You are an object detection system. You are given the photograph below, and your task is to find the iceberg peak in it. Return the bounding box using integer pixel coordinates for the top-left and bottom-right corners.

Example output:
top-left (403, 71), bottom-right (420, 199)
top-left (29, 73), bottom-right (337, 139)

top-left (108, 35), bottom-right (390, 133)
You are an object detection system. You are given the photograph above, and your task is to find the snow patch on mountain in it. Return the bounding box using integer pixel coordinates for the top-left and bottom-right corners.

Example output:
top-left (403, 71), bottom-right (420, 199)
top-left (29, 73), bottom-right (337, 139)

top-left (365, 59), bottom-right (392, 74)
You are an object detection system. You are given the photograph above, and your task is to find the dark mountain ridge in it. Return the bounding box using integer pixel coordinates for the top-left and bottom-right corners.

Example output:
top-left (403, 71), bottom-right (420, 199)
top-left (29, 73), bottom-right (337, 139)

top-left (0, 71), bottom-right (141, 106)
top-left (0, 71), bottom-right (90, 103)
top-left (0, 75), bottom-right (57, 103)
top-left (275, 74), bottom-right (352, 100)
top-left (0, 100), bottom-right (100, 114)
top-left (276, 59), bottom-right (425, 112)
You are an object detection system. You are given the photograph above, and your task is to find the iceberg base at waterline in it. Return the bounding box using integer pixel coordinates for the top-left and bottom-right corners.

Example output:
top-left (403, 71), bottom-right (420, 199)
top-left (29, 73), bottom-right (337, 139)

○ ○ ○

Work order ->
Only lines with the word "above" are wanted; pull each of them from the records.

Result for this exercise ->
You are an object detection system. You are given the photograph above, and your task is to find the snow patch on mountain in it. Return the bounding box using integer pixel coordinates for the top-left and bottom-right corners.
You are an object detection system. You are given the photograph above, and your task is to find the dark mountain ridge in it. Return the bounding box using integer pixel coordinates for the top-left and bottom-right corners.
You are an object detection system. You are given the photograph above, and your task is to find the iceberg base at waterline in it. Return the bounding box using integer pixel coordinates for the top-left and bottom-right corners.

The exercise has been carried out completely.